Exercise directions:
Write out the listing below in full and exactly, leaving out every picture.

-------- Records to process --------

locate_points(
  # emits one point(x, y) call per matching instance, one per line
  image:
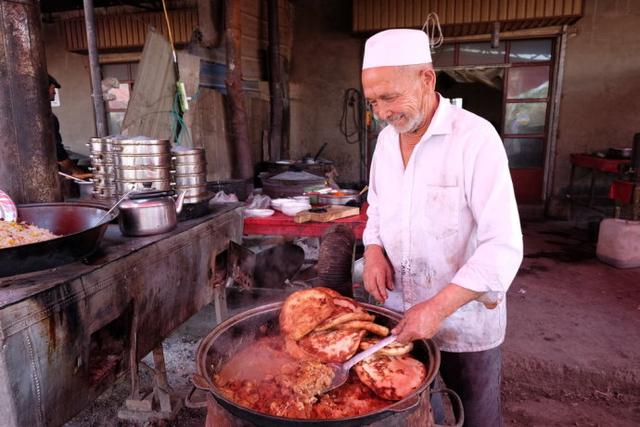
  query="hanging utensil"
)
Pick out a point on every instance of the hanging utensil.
point(8, 210)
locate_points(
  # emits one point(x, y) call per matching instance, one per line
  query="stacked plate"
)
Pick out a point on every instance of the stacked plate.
point(191, 173)
point(142, 163)
point(102, 167)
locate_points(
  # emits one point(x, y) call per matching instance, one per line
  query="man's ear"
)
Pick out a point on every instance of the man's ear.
point(428, 78)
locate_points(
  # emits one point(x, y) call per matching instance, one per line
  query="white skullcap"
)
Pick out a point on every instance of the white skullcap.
point(396, 47)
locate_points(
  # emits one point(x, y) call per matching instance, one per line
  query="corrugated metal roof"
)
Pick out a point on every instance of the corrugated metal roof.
point(464, 17)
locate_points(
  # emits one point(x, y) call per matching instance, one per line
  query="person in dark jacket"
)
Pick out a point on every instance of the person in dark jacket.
point(65, 164)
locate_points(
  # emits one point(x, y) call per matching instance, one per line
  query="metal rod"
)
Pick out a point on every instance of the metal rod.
point(275, 83)
point(94, 69)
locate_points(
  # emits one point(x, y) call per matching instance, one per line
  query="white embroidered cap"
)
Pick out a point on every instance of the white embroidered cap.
point(396, 47)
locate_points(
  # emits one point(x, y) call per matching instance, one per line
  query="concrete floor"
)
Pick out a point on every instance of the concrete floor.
point(572, 353)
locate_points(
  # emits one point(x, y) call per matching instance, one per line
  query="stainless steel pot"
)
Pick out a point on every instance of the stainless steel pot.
point(153, 160)
point(146, 213)
point(123, 186)
point(103, 169)
point(339, 197)
point(143, 173)
point(190, 168)
point(198, 179)
point(100, 180)
point(141, 146)
point(100, 145)
point(244, 328)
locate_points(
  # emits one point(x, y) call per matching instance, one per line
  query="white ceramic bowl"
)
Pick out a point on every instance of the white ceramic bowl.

--------

Response:
locate_points(
  # emits one point(x, y) call per matching instance, one per line
  image:
  query="hanging utensil"
)
Pick out a point on every instance of the hanging utensil.
point(8, 210)
locate_points(
  # emits one point(x, y) call per matching instance, one per line
  query="stacked plate"
)
Pick out a point on every instance of the stacked plate.
point(191, 173)
point(142, 163)
point(102, 167)
locate_points(
  # emits one point(x, y) call per matching instance, one per line
  query="man's ear"
)
Pick out a point on every instance of the man's ear.
point(428, 78)
locate_points(
  # emits one point(x, y) call per matching instance, one per line
  query="white skullcap"
)
Pick out a point on every instance of the white skullcap.
point(396, 47)
locate_points(
  # emits one point(x, y) call per matching instance, one per line
  query="corrugated metal roof"
)
Pick out a point on every instance of the corrugated metal roof.
point(464, 17)
locate_points(
  # emits one point(x, y) call per matching instance, one per line
  query="person in dark jacket"
)
Pick out a point on every instance of the person in dark jacket.
point(65, 164)
locate_points(
  # emits one point(x, y) call per matching instance, one per line
  query="metal rod"
)
Pick out a point on every instance of the metal rod.
point(275, 83)
point(94, 69)
locate_points(
  # emits one point(x, y) call per matching instance, one per line
  query="white embroidered cap"
)
Pick out a point on every instance of the white embroidered cap.
point(396, 47)
locate_points(
  # emits one point(x, y) call per matching instance, one per line
  query="concrete floor"
)
Pick out a point on every instance of the concrete floor.
point(572, 353)
locate_points(
  # emits one point(x, y) call per matching instance, one per line
  query="stainless steel pot"
)
Pick out a point on every instance of the stainless steel pot.
point(153, 160)
point(146, 213)
point(123, 186)
point(103, 169)
point(339, 197)
point(143, 173)
point(190, 168)
point(198, 179)
point(100, 180)
point(141, 146)
point(100, 145)
point(244, 328)
locate_points(
  # emits one point(x, y) call per matching instance, one per line
  query="white ceramic bowl"
)
Pick out a point on every instance of the white ceramic bowl.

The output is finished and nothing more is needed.